* **WHAT THIS TASK INVOLVES**: In the bug report below about resuming training from a checkpoint, which composer version is listed under the environment?

* **DOCUMENT SECTION**:
# # # #

-
Notifications
You must be signed in to change notification settings - Fork 459
Description
** Environment **
composer version 0.26.0
torch 2.4.0
** To reproduce
Steps to reproduce the behavior:
$ git clone https://github.com/maxrousseau/rafale.git
$ cd rafale
$ uv venv
$ . .venv/bin/activate
$ uv pip install -r cuda-requirements.txt
$ uv pip install -e .
$ rafale-run test/pythia_tinystories.yaml
$ # cancel the current run
$ rafale-run test/pythia_tinystories.yaml # resumes from the "latest" checkpoint
Expected behavior
Near exact continuation of the training loss curve compared to the uninterrupted run. After the second or third resumptions, the loss begins to diverge (see plot below). I suspect that maybe gradient accumulation is causing an issue where the gradients are not stored in the checkpoint or that we are restarting mid-batch (and the accumulated gradients are lost) ?
Note: purple is the uninterrupted run which has lower training loss.

# # # #

* **DATASET**:
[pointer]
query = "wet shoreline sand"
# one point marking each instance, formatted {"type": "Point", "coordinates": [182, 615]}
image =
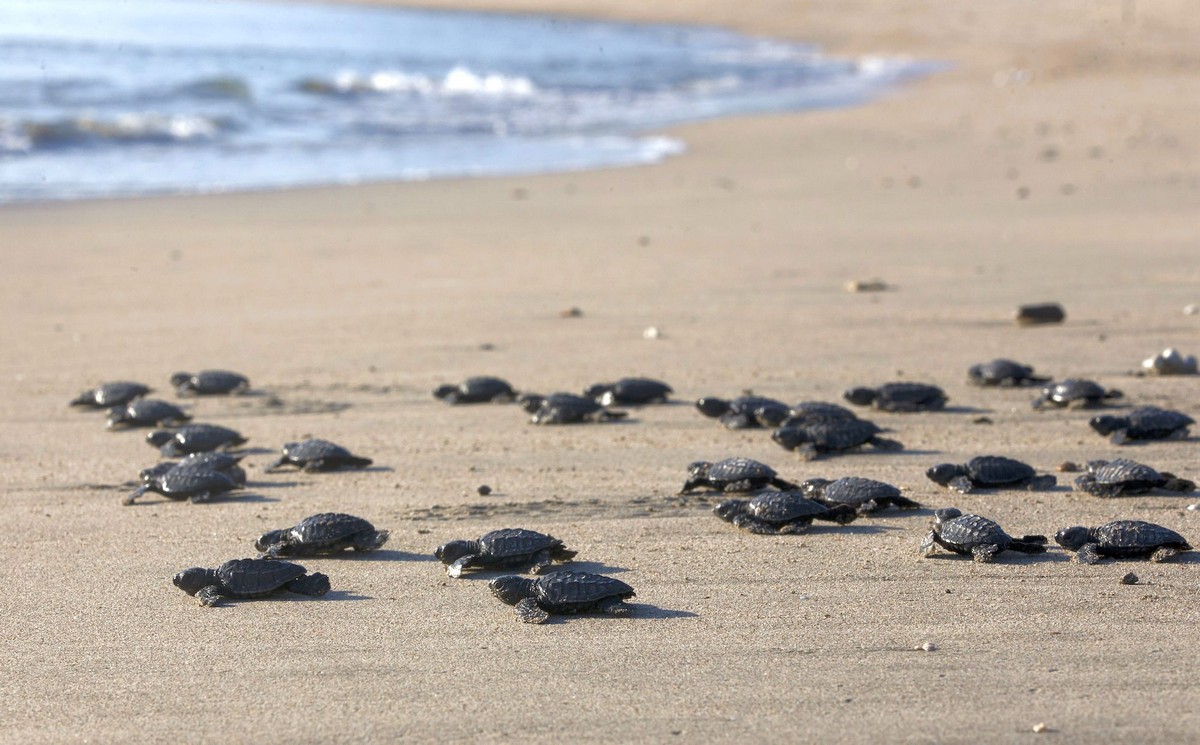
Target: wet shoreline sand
{"type": "Point", "coordinates": [349, 305]}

# # # #

* **FINAL RESULT**: Composer version 0.26.0.